=== Information given ===
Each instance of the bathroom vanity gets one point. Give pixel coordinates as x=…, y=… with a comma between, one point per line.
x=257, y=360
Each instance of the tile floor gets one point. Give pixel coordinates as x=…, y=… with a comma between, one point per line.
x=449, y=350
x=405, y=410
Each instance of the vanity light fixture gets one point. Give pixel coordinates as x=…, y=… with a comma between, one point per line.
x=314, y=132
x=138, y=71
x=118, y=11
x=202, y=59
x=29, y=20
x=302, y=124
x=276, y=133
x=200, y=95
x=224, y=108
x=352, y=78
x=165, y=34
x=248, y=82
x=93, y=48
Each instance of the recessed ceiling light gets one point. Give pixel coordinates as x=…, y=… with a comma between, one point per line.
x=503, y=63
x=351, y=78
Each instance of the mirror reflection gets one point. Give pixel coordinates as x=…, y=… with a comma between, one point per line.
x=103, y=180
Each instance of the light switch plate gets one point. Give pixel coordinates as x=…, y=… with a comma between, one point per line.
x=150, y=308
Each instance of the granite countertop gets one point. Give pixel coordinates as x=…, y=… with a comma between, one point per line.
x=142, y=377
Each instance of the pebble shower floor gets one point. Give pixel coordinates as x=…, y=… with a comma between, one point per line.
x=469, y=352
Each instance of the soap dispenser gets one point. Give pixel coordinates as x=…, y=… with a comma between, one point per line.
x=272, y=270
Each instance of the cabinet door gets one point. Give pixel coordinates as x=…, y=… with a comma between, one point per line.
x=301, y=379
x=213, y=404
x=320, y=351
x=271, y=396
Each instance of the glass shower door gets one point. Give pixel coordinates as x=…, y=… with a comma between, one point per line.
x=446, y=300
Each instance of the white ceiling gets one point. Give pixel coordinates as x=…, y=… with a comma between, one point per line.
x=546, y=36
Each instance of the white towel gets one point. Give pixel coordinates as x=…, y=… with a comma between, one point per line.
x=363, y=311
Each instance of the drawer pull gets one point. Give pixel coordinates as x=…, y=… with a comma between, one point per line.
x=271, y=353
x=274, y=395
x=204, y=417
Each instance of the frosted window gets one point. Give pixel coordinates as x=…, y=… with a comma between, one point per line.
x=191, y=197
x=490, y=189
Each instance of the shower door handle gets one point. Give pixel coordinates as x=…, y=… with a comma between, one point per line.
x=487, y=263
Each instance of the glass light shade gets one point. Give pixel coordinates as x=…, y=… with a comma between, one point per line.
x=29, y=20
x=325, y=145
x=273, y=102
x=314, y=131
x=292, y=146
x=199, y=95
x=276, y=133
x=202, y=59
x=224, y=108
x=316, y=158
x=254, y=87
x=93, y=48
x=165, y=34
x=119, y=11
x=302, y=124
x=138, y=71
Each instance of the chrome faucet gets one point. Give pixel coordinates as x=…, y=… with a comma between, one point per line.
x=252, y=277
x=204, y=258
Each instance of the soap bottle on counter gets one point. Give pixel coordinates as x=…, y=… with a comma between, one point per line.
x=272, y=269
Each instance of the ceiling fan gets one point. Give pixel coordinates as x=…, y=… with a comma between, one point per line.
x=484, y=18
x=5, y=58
===
[Task prompt]:
Give back every line of the data exactly as it was written.

[Response]:
Each instance of the bathroom vanity gets one point. Give pixel coordinates as x=…, y=… with a comma between, one point per line.
x=257, y=360
Each instance of the tile floor gets one point. Give pixel coordinates as x=…, y=… with a comma between, one point per line.
x=449, y=350
x=405, y=410
Each instance of the vanity light fixture gets one point. Give pixel coordinates as x=…, y=… with a comma between, one point per line.
x=314, y=132
x=138, y=71
x=118, y=11
x=202, y=59
x=29, y=20
x=302, y=124
x=276, y=133
x=200, y=95
x=224, y=108
x=352, y=78
x=165, y=34
x=248, y=82
x=93, y=48
Each instance of the recessed ceiling light gets one point. Give pixel coordinates as x=…, y=… with a comma between, one point per line.
x=503, y=63
x=351, y=78
Each instance of the mirror reflection gets one point. Give pixel coordinates as x=…, y=… with a comma between, one point per line.
x=103, y=180
Each instance of the light switch plate gets one point. Give pixel coordinates as x=…, y=… with a comma between, one point per line.
x=150, y=308
Each instance of the granite countertop gets one point. Give pixel coordinates as x=…, y=… with a comma between, one point per line.
x=142, y=377
Each instance of the pebble shower floor gets one point. Give pixel coordinates as x=…, y=… with a comma between, one point per line.
x=469, y=352
Each instance of the soap dispenser gets one point. Give pixel coordinates as x=…, y=… with a comma between, one point per line.
x=272, y=270
Each instance of the cabinet door gets one point. Give pixel coordinates as x=…, y=… with a comma between, one point per line.
x=301, y=379
x=213, y=404
x=320, y=351
x=271, y=396
Each instance of the glass shower door gets one point. Give pixel coordinates as x=…, y=… with a comma between, one point per line.
x=446, y=300
Each instance of the white ceiling gets one point. Give pixel coordinates as x=…, y=… with a comma between, one point per line.
x=546, y=36
Each instance of the white towel gets one point. Give pixel coordinates as x=…, y=… with a comma between, one point per line.
x=363, y=311
Each instance of the drawer pull gets one point. Give pixel coordinates as x=…, y=… with a comma between, one point per line.
x=271, y=353
x=274, y=395
x=204, y=417
Each instance of the frosted window gets one point. Give pixel coordinates as x=…, y=… with a comma between, one point per line.
x=191, y=197
x=490, y=189
Each instance of the shower door handle gets one point. Give pixel coordinates as x=…, y=… with a comma between, one point per line.
x=487, y=263
Each instance of the glass light shade gets one point. Give pixel coordinates as x=…, y=… with a comma between, one point per line.
x=29, y=20
x=325, y=145
x=273, y=102
x=314, y=131
x=292, y=146
x=199, y=95
x=276, y=133
x=202, y=59
x=224, y=108
x=316, y=158
x=254, y=87
x=93, y=48
x=165, y=34
x=119, y=11
x=302, y=124
x=138, y=71
Each instance of the chrome faucet gets one point. Give pixel coordinates as x=…, y=… with a comma between, one point per line.
x=252, y=277
x=204, y=258
Each instance of the soap bottle on counter gets one point. Give pixel coordinates as x=…, y=… with a comma between, one point per line.
x=272, y=269
Each instance of the ceiling fan gets one point. Give pixel coordinates as x=…, y=… with a comma between, one point per line.
x=484, y=18
x=5, y=58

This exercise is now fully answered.